Exercise brief:
Answer these from the transfer case thread below:
(a) What year and model is the truck that chevy lady describes?
(b) What positions does 4x4k20 say the 205 case has?
(c) According to tux, what is not recommended with the 205?

# np 203 vs np205 transfer case



## chevy lady (Jan 11, 2001)

I just purchased this great truck. The problem is I believe I have a turbo 350 NP 203 transfer case. But I can only shift into L loc or H Loc when I am in park. I have read a couple articles that have stated that is typical for an NP 205 but nothing that supports the same for the np203. In addition, is this typical for the np203? I have a 1977 Scottsdale with a 6" suspension lift and 35"x12.5 tires. Could there be an additional problem or is it user malfunction?


----------



## 4x4k20 (Dec 3, 2000)

YOUR TRUCK HAS THE 203 TRANSFER CASE IT PROBALY HAS HAD A PART TIME KIT INSTALLED IN THE TRANSFER CASE THIS ONLY ALLLOWS YOU TO HAVE 4LOW LOCK AND 4HI LOCK WITH THE LOCKING HUBS ENGAGED 4HI IS 2 WHEEL DRIVE FOR NORMAL DRIVING ALSO YOU SHOULD HAVE 4LOW 2 WHEEL DRIVE THE 205 CASE JUST HAS 4LOW. NEUTRAL. 4 HI PLAY WITH IT YOU WILL FIGURE IT OUT


----------



## tux (Nov 22, 2000)

*203/205*

chevy lady;
the 205 is not recomended to be shifted on the fly so you may have to put it in park. go to Chuck's parts I.D. on the home page and see if you can I.D. your transfer case.
tonight i posted almost the same question.
TRANSFER CASE I.D.
hope this helps.
TUX


----------

Data entries:

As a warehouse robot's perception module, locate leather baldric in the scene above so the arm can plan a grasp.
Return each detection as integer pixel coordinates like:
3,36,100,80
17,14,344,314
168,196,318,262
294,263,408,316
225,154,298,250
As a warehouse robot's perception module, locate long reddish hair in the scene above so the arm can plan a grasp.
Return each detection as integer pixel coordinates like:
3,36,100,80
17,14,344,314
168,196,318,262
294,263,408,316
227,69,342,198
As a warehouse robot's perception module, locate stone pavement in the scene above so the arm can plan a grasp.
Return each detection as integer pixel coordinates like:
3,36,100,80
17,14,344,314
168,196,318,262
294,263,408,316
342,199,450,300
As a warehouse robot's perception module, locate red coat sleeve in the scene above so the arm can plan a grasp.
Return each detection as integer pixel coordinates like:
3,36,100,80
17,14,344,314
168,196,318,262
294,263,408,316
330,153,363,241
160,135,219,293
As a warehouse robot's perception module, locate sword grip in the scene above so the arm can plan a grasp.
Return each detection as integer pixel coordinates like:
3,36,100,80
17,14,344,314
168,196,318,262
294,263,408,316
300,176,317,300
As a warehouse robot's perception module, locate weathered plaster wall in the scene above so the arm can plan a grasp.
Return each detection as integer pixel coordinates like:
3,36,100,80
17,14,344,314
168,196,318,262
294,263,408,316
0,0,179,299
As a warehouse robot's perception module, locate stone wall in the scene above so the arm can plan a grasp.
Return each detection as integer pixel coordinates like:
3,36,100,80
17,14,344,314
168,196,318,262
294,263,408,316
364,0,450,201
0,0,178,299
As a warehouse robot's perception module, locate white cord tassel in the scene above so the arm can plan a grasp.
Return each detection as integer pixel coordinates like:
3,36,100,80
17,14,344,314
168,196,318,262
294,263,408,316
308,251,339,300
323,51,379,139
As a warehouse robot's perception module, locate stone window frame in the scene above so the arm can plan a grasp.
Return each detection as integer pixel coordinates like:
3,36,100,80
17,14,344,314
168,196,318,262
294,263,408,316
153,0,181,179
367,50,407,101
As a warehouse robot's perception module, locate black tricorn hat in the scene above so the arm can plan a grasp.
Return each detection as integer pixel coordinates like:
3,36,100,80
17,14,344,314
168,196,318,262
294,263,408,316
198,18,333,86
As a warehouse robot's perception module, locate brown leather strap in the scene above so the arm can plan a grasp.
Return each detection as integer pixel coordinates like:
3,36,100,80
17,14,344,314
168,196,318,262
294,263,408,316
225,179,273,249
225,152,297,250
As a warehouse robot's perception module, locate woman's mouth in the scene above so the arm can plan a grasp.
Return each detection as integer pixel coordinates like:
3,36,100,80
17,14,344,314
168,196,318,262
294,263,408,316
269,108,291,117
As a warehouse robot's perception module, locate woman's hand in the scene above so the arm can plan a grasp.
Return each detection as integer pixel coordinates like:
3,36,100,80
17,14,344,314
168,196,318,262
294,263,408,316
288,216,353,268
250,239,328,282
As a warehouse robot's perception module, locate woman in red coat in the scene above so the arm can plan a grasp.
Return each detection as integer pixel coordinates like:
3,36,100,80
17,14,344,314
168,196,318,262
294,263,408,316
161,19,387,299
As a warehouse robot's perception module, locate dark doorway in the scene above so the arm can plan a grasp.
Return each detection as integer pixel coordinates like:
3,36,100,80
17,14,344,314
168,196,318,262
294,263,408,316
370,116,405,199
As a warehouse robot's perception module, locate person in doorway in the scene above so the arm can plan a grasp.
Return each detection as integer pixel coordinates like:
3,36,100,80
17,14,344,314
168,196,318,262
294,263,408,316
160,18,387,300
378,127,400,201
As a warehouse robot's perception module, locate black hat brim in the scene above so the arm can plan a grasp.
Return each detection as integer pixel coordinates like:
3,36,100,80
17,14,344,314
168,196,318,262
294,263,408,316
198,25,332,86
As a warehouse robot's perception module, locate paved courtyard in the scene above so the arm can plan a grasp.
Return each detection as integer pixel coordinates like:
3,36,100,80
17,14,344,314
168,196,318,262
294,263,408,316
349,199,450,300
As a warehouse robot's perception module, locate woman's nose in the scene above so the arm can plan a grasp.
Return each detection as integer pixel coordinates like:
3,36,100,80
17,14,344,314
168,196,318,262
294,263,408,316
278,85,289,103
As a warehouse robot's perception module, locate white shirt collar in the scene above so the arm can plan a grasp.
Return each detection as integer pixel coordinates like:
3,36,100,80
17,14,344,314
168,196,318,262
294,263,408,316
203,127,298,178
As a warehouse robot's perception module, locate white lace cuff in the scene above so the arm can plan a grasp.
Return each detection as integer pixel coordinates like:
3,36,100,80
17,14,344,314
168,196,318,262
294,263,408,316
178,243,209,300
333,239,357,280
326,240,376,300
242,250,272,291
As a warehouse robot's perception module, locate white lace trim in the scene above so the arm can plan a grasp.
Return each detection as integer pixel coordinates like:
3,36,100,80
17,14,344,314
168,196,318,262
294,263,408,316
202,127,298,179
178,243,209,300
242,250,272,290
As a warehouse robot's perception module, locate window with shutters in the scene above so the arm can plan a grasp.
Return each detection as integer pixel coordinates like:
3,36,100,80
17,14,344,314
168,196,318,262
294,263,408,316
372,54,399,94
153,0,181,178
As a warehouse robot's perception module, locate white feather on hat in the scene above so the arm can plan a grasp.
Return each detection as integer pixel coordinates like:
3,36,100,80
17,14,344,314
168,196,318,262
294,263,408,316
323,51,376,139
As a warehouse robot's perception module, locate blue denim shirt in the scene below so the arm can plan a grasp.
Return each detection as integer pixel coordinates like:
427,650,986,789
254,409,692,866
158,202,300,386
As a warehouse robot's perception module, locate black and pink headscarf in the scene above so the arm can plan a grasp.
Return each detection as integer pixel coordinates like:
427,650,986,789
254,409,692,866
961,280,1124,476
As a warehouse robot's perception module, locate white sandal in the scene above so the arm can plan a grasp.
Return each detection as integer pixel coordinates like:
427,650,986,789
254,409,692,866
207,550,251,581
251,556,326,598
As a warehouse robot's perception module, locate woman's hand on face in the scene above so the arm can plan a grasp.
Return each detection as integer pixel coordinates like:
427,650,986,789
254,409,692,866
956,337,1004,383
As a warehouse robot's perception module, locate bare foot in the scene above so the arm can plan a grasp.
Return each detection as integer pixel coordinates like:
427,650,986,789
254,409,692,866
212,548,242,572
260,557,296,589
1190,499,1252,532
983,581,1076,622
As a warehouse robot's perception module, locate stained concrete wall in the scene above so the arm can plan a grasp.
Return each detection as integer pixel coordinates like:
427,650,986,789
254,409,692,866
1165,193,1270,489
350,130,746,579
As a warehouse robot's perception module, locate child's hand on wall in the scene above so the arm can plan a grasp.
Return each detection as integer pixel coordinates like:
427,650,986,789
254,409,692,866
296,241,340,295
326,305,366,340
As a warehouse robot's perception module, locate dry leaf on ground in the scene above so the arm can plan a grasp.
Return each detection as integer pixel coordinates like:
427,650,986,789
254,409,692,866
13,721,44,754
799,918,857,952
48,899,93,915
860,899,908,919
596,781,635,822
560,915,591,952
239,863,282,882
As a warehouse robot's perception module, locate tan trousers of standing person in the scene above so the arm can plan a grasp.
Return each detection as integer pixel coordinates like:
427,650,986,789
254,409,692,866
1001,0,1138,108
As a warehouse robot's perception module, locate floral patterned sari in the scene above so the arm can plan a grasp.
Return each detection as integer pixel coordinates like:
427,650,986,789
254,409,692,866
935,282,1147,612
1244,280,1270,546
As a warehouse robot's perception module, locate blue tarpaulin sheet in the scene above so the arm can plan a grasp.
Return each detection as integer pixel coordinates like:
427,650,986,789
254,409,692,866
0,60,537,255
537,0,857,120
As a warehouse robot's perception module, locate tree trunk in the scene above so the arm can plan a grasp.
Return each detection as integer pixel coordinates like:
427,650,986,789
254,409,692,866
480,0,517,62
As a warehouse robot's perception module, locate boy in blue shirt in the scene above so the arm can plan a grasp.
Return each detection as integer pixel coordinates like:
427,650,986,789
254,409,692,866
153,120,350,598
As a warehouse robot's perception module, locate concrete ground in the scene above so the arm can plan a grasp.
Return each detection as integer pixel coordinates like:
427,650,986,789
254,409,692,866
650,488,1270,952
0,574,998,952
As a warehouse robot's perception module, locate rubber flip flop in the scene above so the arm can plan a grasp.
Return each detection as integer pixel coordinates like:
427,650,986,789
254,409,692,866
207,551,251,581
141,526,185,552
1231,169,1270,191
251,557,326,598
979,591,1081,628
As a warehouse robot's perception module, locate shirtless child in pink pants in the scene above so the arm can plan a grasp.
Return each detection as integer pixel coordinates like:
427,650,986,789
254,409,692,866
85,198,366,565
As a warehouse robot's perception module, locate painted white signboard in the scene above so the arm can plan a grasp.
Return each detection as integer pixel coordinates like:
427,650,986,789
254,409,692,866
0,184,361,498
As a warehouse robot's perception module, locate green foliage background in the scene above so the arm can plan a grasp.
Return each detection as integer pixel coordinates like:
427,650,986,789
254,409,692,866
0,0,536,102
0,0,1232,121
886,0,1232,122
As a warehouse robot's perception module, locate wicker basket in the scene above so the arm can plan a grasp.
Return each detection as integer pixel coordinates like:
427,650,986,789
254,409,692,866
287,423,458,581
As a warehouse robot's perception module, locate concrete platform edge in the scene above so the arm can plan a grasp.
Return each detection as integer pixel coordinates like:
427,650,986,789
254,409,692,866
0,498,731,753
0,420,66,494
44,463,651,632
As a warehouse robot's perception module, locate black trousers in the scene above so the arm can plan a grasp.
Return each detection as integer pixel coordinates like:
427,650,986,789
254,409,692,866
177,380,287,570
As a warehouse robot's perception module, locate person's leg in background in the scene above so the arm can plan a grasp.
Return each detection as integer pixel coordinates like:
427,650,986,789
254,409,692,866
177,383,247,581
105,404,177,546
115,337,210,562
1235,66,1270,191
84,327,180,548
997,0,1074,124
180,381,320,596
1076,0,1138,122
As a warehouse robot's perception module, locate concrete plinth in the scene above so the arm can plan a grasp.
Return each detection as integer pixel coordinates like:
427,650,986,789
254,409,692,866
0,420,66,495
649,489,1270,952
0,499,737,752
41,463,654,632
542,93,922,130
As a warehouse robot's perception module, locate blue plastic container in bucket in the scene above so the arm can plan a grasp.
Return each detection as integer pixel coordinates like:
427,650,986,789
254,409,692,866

Solution below:
(a) A 1977 Scottsdale.
(b) 4LOW, neutral and 4 HI.
(c) Shifting it on the fly.